**Document passage**
···

In experimental philosophy there are various ways of testing the properties of a substance under trial. One question is, Does it show its identity and hold its own, when "combined with various substances, in different proportions, and under altered conditions? Thus the presence of iron is detected by infallible tokens alike in unnumbered compound mineral substances, in the sap of various plants, in the human blood, in the rays of the spectrum, - in all unchanged in its essential characteristics. In like manner Christian culture has been associated with every other conceivable element of culture, and in all these combinations it preserves the same essential properties of piety, sweetness, and strength, - not, indeed, in the perfect equipoise which we behold in the one great Exemplar, but in a sufficient measure to indicate their source, and to discriminate them from traits elsewhere derived and otherwise nourished.

The experimental philosopher, again, simplifies his experiments, - tests the substance in hand with a single other substance, carefully eliminating all foreign elements. We have had abundant opportunity to subject Christianity to this test also. It has been applied to the human rasa tabula, the unpreoccupied mind, the moral nature that has had no previous culture, the little child, the ignorant adult, the untutored savage: it has been, in such cases, the only training, subduing, intenerating, energizing force; and in unnum- bered instances it has shown its adequacy to mould the spirit in sanctity, beauty, and power.

···

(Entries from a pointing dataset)
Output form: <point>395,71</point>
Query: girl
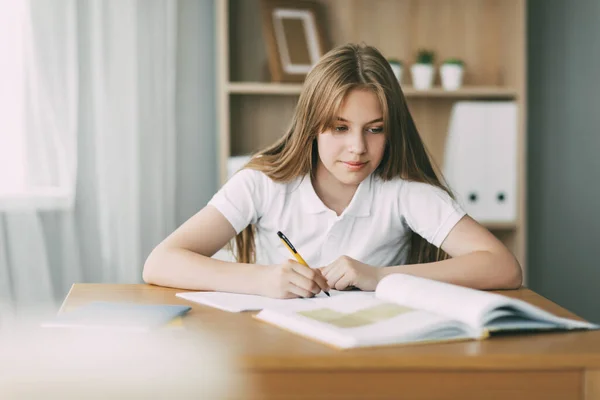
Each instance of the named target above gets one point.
<point>352,187</point>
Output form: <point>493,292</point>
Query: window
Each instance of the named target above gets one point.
<point>12,89</point>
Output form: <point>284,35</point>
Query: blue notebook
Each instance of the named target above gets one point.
<point>129,316</point>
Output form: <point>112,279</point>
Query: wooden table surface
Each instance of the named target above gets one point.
<point>284,365</point>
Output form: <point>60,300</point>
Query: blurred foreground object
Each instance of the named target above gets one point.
<point>38,363</point>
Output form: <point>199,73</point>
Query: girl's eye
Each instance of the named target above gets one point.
<point>377,129</point>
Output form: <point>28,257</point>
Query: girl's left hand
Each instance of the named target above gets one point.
<point>346,271</point>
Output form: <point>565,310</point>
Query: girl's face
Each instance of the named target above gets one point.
<point>353,147</point>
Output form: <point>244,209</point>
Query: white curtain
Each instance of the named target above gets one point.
<point>102,91</point>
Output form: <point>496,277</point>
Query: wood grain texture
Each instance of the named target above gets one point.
<point>276,364</point>
<point>558,385</point>
<point>592,385</point>
<point>266,347</point>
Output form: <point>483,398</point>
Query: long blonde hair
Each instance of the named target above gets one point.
<point>341,70</point>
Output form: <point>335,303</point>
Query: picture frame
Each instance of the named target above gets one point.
<point>294,38</point>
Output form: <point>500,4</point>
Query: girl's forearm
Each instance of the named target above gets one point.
<point>479,270</point>
<point>184,269</point>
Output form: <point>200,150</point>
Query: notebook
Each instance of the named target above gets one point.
<point>408,309</point>
<point>115,315</point>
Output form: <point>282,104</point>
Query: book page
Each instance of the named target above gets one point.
<point>461,303</point>
<point>234,302</point>
<point>353,320</point>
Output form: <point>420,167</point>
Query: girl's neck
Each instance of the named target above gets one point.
<point>334,194</point>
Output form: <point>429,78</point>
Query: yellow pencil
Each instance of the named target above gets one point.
<point>292,249</point>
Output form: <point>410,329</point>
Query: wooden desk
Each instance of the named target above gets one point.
<point>282,365</point>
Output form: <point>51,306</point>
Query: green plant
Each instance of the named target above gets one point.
<point>425,56</point>
<point>454,61</point>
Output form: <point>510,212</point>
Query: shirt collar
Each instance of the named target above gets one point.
<point>360,205</point>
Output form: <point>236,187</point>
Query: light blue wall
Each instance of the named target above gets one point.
<point>196,107</point>
<point>564,153</point>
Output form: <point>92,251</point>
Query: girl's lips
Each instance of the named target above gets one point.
<point>354,166</point>
<point>353,163</point>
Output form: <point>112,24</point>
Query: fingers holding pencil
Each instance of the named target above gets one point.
<point>313,275</point>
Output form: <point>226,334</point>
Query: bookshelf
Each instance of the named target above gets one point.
<point>489,35</point>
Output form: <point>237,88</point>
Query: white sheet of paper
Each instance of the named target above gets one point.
<point>234,302</point>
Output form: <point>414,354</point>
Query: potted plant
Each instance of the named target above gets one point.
<point>451,73</point>
<point>396,67</point>
<point>423,70</point>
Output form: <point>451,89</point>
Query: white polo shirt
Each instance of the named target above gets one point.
<point>375,227</point>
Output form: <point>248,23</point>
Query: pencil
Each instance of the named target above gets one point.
<point>292,249</point>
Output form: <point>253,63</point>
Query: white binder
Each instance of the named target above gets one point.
<point>480,160</point>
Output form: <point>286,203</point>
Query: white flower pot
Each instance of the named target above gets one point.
<point>422,76</point>
<point>451,75</point>
<point>397,68</point>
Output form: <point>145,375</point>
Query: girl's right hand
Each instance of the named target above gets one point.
<point>291,280</point>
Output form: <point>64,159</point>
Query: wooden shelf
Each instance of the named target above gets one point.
<point>467,92</point>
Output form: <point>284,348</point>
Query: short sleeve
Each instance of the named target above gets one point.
<point>242,197</point>
<point>429,211</point>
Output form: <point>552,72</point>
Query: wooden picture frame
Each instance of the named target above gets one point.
<point>293,36</point>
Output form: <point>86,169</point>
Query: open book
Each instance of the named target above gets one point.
<point>407,309</point>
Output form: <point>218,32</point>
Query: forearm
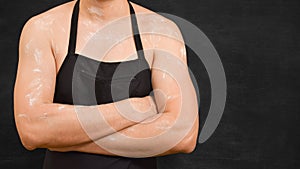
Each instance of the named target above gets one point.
<point>151,145</point>
<point>59,125</point>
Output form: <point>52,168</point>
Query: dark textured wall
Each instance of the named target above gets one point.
<point>258,43</point>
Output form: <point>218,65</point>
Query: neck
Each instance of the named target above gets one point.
<point>104,10</point>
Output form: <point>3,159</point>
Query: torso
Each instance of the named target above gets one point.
<point>56,23</point>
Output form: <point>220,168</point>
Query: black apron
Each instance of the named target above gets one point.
<point>85,81</point>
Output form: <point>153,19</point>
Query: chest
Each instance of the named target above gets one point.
<point>105,46</point>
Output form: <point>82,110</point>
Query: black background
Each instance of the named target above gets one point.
<point>258,43</point>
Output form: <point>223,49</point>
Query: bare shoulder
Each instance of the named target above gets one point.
<point>155,23</point>
<point>46,21</point>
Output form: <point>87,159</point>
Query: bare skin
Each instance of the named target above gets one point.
<point>43,47</point>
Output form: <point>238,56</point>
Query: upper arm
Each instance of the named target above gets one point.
<point>36,72</point>
<point>173,88</point>
<point>170,74</point>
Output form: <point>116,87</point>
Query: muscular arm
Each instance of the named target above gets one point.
<point>175,129</point>
<point>42,123</point>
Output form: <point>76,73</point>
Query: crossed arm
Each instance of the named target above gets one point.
<point>44,124</point>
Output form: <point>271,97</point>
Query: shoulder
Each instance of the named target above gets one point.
<point>46,21</point>
<point>156,24</point>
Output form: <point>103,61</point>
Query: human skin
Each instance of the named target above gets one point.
<point>40,122</point>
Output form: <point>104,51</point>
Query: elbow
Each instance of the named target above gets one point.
<point>30,139</point>
<point>187,146</point>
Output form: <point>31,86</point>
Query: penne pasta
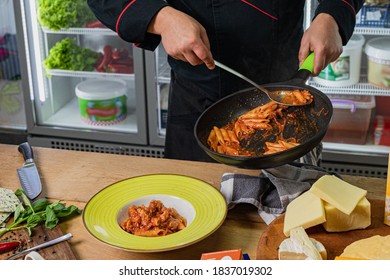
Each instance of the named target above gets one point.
<point>226,140</point>
<point>154,220</point>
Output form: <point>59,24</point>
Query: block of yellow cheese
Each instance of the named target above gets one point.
<point>306,210</point>
<point>337,221</point>
<point>340,194</point>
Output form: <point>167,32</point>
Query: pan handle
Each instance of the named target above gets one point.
<point>306,69</point>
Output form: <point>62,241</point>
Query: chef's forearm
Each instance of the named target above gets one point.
<point>344,12</point>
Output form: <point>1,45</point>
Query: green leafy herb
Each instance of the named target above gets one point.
<point>57,14</point>
<point>29,215</point>
<point>67,55</point>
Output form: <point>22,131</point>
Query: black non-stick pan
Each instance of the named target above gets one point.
<point>308,124</point>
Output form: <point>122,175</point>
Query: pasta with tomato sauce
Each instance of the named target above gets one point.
<point>153,220</point>
<point>227,139</point>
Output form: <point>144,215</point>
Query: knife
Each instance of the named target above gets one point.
<point>43,245</point>
<point>28,174</point>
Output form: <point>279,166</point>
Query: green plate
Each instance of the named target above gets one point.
<point>209,209</point>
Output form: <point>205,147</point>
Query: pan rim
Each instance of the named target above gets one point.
<point>317,138</point>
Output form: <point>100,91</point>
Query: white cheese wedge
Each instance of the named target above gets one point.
<point>302,241</point>
<point>288,250</point>
<point>340,194</point>
<point>373,248</point>
<point>306,211</point>
<point>337,221</point>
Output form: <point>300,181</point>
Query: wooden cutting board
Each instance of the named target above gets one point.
<point>267,248</point>
<point>40,234</point>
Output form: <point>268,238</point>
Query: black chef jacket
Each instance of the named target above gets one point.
<point>259,38</point>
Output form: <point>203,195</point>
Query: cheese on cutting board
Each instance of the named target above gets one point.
<point>300,247</point>
<point>340,194</point>
<point>337,221</point>
<point>306,210</point>
<point>373,248</point>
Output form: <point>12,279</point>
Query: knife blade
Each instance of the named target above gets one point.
<point>28,174</point>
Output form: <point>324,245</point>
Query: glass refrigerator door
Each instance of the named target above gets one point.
<point>157,81</point>
<point>349,144</point>
<point>109,104</point>
<point>12,115</point>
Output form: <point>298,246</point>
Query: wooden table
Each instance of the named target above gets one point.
<point>74,177</point>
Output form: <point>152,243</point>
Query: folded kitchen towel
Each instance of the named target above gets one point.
<point>273,189</point>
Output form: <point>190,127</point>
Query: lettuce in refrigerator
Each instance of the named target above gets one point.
<point>67,55</point>
<point>57,14</point>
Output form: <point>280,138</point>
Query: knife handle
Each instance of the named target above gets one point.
<point>26,150</point>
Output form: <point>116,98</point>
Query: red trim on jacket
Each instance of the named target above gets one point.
<point>121,14</point>
<point>260,10</point>
<point>349,4</point>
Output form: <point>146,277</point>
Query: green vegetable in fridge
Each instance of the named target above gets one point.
<point>57,14</point>
<point>31,214</point>
<point>67,55</point>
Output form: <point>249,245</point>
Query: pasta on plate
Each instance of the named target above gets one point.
<point>153,220</point>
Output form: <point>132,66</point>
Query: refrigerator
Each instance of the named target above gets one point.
<point>13,127</point>
<point>351,145</point>
<point>342,153</point>
<point>86,85</point>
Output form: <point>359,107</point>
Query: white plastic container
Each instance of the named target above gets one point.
<point>378,54</point>
<point>345,71</point>
<point>102,102</point>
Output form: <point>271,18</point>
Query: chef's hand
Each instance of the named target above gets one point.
<point>322,38</point>
<point>182,36</point>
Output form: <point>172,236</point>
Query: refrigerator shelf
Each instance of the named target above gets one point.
<point>81,31</point>
<point>69,116</point>
<point>85,74</point>
<point>372,30</point>
<point>362,88</point>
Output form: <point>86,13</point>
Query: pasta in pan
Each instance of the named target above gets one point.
<point>227,139</point>
<point>154,220</point>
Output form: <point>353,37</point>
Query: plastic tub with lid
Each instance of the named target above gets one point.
<point>101,101</point>
<point>378,54</point>
<point>345,70</point>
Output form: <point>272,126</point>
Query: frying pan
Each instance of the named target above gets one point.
<point>308,124</point>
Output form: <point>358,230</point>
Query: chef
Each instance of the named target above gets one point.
<point>262,39</point>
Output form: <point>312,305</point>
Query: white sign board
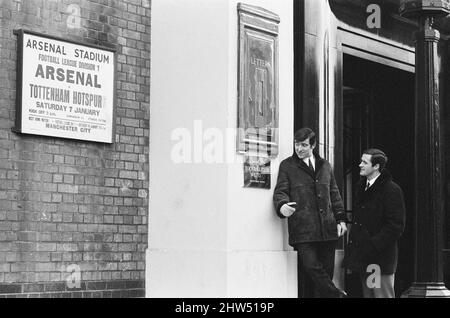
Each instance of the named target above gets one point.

···

In the passage on experimental philosophy and Christian culture, shorten the paragraph that begins "In experimental philosophy there are various ways" while keeping its main facts.

Experimental philosophy tests a substance partly by asking whether it keeps its identity when combined with other substances, in different proportions and under altered conditions. Iron, for instance, is reliably detected, with its essential characteristics unchanged, in countless compound minerals, plant sap, human blood, and the rays of the spectrum. Likewise, Christian culture has been joined with every other conceivable element of culture and still preserves its essential properties of piety, sweetness, and strength. These properties are not in the perfect balance seen in the one great Exemplar, but they are present enough to show their source and to set them apart from traits derived and nourished elsewhere.